From the data below, copy each line that includes the word "blond".
--- Listed entries Enclosed Below ---
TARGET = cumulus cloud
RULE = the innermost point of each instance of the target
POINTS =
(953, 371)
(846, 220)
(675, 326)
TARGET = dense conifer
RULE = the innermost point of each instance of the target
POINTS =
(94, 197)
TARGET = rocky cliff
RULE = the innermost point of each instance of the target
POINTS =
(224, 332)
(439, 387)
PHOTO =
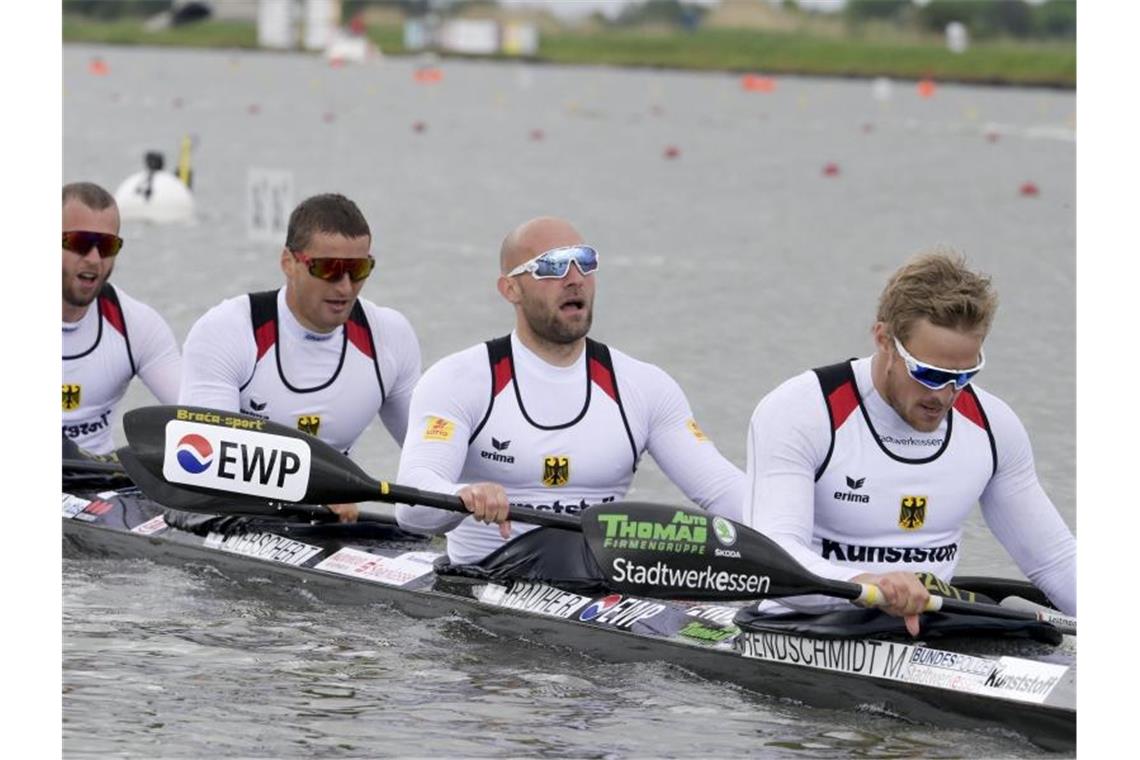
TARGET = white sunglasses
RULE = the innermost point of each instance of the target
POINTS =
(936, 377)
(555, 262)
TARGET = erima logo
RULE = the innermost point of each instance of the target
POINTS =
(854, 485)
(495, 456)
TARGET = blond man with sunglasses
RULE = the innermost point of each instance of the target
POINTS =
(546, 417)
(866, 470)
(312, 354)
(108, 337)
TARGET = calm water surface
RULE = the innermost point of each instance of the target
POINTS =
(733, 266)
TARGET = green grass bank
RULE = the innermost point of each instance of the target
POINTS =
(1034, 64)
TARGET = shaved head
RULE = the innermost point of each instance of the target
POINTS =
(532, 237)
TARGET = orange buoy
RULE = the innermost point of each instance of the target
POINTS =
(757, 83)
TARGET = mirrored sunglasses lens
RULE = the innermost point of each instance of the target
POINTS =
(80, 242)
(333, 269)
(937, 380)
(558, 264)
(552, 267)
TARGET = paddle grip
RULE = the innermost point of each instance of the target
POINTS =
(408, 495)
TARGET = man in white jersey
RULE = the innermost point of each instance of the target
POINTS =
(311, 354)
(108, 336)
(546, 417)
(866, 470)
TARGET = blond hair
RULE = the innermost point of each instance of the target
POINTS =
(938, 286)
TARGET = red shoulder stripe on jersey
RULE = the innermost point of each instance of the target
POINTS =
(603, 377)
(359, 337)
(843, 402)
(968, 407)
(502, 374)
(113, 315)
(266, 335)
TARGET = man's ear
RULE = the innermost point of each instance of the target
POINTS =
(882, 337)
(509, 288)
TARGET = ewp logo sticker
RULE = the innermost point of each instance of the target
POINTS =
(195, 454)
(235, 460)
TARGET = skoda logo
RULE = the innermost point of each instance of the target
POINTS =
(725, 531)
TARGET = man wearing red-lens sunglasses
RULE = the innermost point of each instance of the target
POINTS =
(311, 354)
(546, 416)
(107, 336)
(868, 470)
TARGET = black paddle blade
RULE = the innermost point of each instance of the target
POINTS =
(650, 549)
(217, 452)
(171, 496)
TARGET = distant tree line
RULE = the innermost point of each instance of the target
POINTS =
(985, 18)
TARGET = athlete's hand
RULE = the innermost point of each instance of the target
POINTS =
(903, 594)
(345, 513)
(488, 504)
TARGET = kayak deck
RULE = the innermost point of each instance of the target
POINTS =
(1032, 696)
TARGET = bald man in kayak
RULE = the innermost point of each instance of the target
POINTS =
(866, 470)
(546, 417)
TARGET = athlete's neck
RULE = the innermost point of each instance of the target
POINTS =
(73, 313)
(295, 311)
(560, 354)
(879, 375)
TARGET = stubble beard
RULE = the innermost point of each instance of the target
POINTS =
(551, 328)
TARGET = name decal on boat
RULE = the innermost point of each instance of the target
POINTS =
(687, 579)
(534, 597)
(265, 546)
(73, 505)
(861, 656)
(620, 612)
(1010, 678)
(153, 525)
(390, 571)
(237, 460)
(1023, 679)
--- End of Enclosed Listed entries ---
● **Final answer**
TARGET = blond man with sunglasses
TARGET = blond hair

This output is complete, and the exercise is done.